### Data
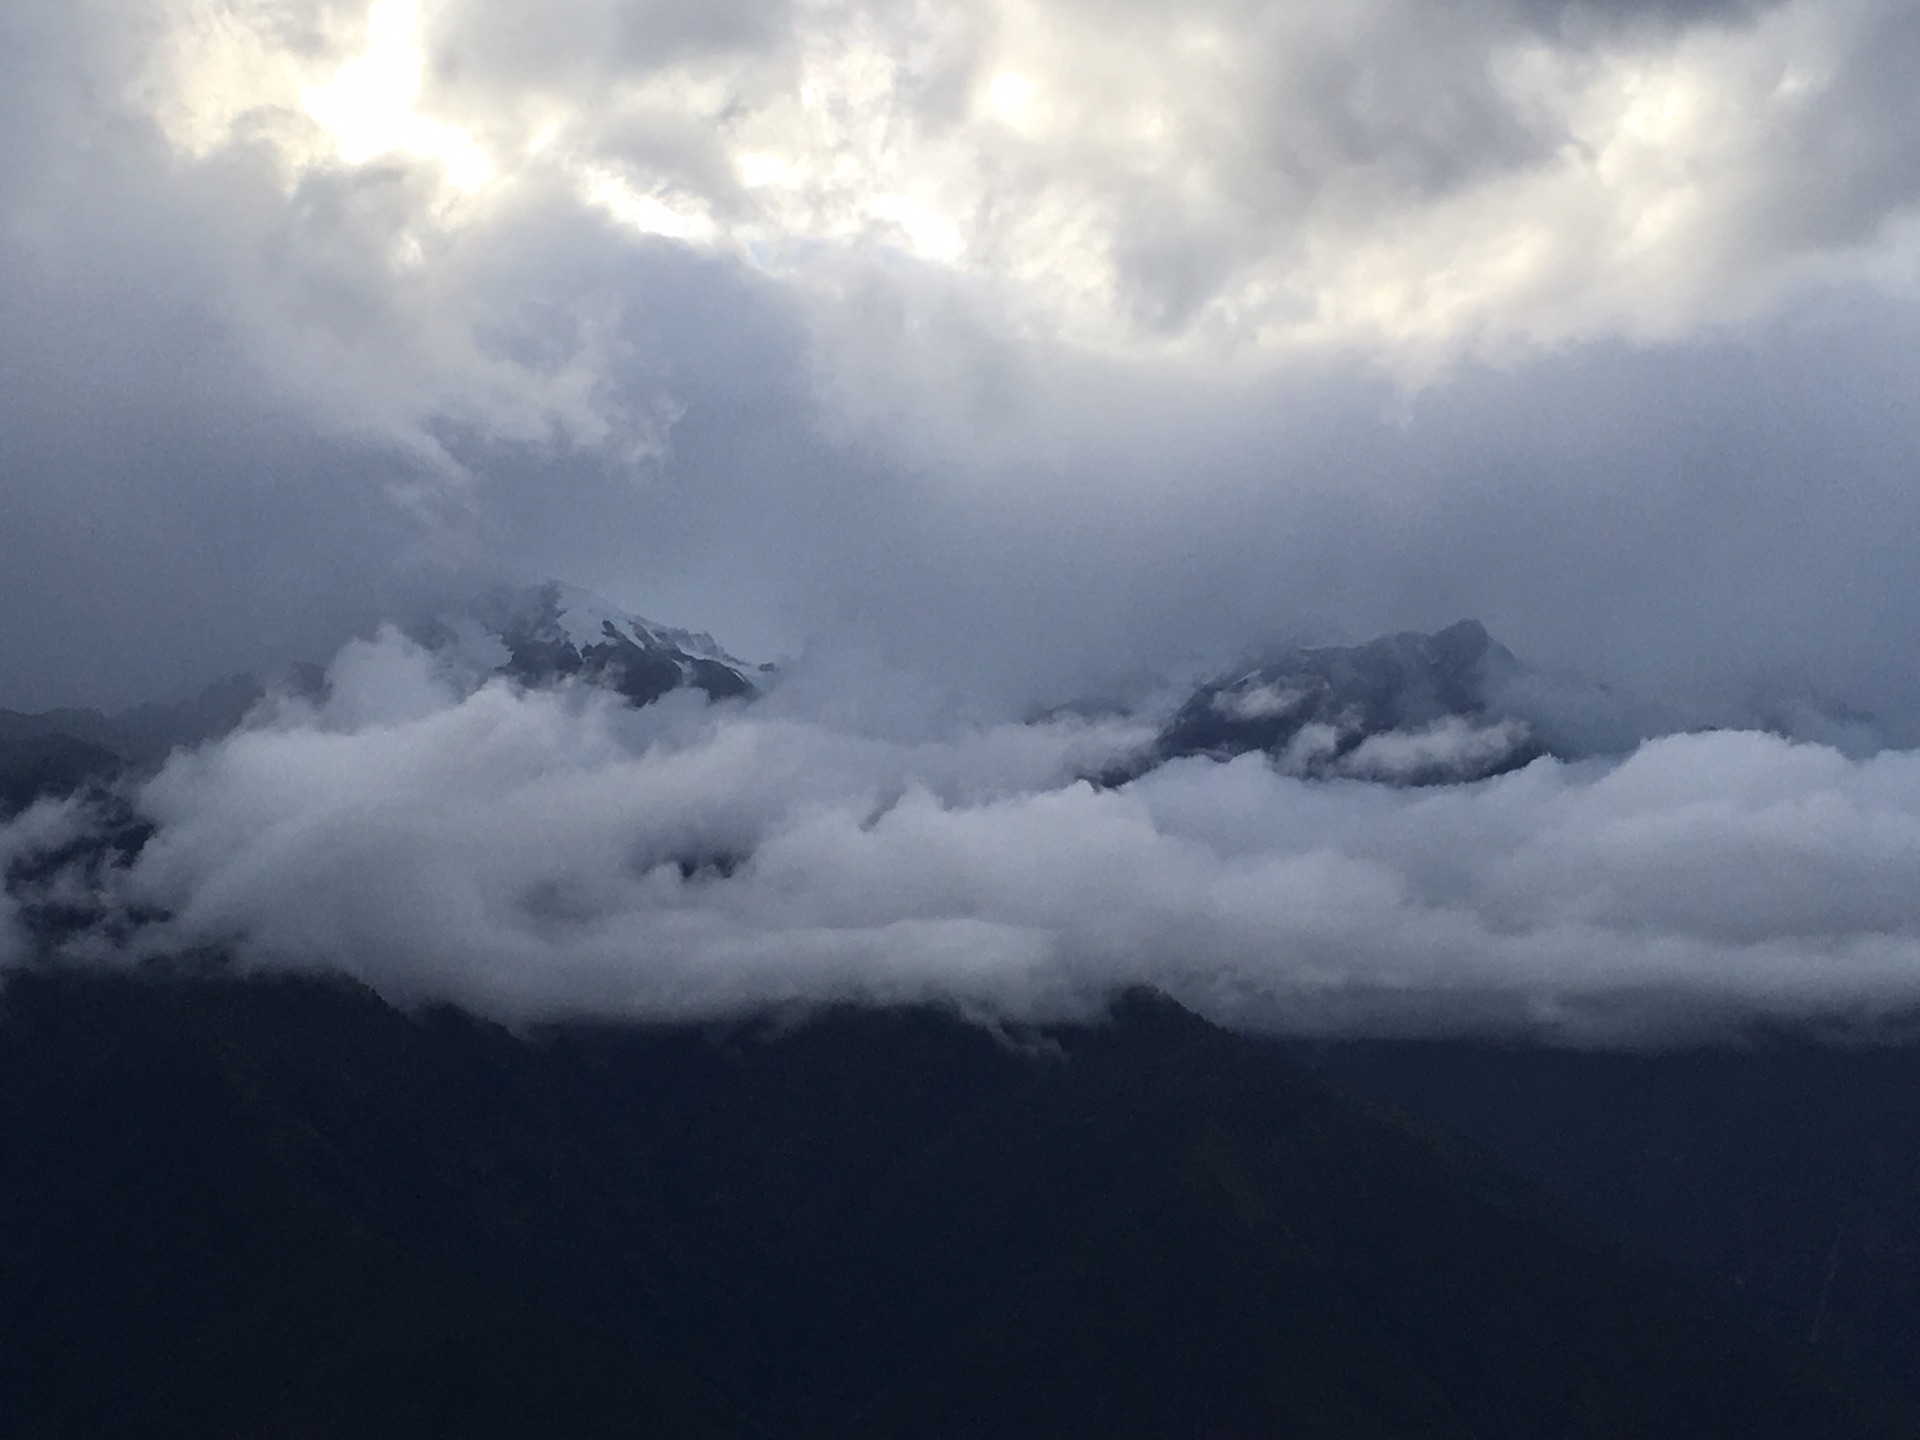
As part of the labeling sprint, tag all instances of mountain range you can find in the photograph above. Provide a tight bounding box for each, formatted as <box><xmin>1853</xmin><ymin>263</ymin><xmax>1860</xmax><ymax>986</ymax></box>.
<box><xmin>1</xmin><ymin>966</ymin><xmax>1905</xmax><ymax>1439</ymax></box>
<box><xmin>0</xmin><ymin>583</ymin><xmax>760</xmax><ymax>814</ymax></box>
<box><xmin>0</xmin><ymin>581</ymin><xmax>1881</xmax><ymax>816</ymax></box>
<box><xmin>8</xmin><ymin>586</ymin><xmax>1920</xmax><ymax>1432</ymax></box>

### Requirement
From the first line to the last, write out the data above exactly. Omit the pictures.

### Response box
As part of the labeling sprint, tag all instances of mountain range you can find in the photograph above. Provide a tight bounding box for each, formatted as <box><xmin>1853</xmin><ymin>263</ymin><xmax>1860</xmax><ymax>986</ymax></box>.
<box><xmin>1</xmin><ymin>966</ymin><xmax>1905</xmax><ymax>1439</ymax></box>
<box><xmin>0</xmin><ymin>583</ymin><xmax>760</xmax><ymax>814</ymax></box>
<box><xmin>0</xmin><ymin>581</ymin><xmax>1881</xmax><ymax>816</ymax></box>
<box><xmin>8</xmin><ymin>586</ymin><xmax>1920</xmax><ymax>1432</ymax></box>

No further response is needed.